• **What you will do**
- A) Rewrite the passage about Collins and Gonzalez-Gonzalez, beginning at the words "One evening while" and stopping after "that very night.". Replace "screenplay" with "script".
- B) In the passage about Collins and Gonzalez-Gonzalez, what convinced Gonzalez-Gonzalez that Collins would have a future in acting?

• **Extract provided**
= = = = = = =
Collins said that it was his work on “Capote” (2005), in which he played the death-row inmate Perry Smith, that convinced Gonzalez-Gonzalez he’d have a future in acting. “He was really worried if I was ever going to be successful or make it in this business,” Collins said.
One evening while shooting “Nightmare Alley” in Toronto, del Toro encouraged Collins to write a screenplay about Gonzalez-Gonzalez. Collins began writing that very night.
Gonzalez-Gonzalez himself received a star on the Hollywood Walk of Fame in 2011, five years after his death and decades after he first sought it. Instinctively switching to Spanish whenever quoting his grandfather, Collins recalled: “When he got cancer, the second he told me, ‘Mijo, I’ve had a life bigger that I could ever dreamt of, the only thing I never got was that pinche star,’ and I said, ‘Grandpa, I promise you I’m going to get you that star.’”
The promise was kept thanks in part to the advocacy of Samuel L. Jackson, whom Collins considers a father figure. The two starred together in the 1997 crime drama “One Eight Seven,” in which Collins played a young gangbanger opposite Jackson’s high school teacher, and have remained close friends ever since.
= = = = = = =
• **Dataset extract**
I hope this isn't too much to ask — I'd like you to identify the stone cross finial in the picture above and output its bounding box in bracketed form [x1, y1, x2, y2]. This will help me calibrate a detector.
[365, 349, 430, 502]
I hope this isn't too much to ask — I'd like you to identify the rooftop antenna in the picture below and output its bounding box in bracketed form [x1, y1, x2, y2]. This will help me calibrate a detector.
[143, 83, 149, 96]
= = = = = = =
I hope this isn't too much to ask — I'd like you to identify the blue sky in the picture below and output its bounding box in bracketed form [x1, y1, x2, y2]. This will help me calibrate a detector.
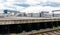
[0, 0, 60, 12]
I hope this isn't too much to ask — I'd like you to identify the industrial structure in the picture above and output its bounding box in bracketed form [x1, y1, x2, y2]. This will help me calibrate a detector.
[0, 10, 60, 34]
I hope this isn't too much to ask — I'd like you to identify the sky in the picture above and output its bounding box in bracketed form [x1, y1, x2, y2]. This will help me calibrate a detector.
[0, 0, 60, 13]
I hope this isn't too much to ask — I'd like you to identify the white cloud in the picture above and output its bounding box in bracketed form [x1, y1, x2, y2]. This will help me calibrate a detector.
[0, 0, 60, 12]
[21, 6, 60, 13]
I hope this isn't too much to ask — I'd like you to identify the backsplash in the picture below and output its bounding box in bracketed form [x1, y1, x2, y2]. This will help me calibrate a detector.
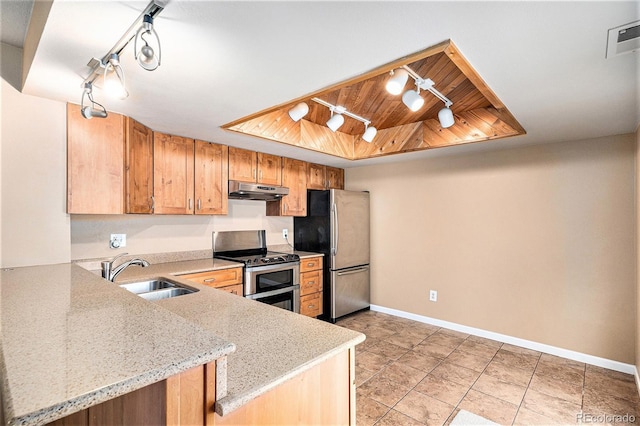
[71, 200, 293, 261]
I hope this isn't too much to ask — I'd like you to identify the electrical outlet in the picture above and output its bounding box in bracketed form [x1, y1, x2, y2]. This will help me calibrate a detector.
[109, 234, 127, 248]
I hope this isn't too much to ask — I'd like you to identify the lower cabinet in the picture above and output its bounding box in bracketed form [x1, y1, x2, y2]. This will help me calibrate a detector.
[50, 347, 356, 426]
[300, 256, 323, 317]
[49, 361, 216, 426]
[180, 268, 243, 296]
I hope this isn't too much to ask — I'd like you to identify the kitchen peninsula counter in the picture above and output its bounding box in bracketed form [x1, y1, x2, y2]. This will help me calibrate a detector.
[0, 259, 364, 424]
= = = = = = =
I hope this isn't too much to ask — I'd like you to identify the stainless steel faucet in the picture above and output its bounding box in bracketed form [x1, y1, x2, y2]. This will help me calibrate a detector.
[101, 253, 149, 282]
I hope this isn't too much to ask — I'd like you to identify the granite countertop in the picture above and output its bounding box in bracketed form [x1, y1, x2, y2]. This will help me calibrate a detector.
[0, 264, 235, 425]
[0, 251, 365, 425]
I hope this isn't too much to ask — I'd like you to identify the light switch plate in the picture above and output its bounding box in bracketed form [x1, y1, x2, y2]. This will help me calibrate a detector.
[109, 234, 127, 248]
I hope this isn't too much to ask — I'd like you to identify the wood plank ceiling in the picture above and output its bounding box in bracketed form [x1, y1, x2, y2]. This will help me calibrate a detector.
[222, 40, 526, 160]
= = = = = = =
• **Expected outputs**
- A)
One evening while shooting “Nightmare Alley” in Toronto, del Toro encouraged Collins to write a script about Gonzalez-Gonzalez. Collins began writing that very night.

- B) Collins's work on "Capote" (2005) convinced him. In that film Collins played the death-row inmate Perry Smith.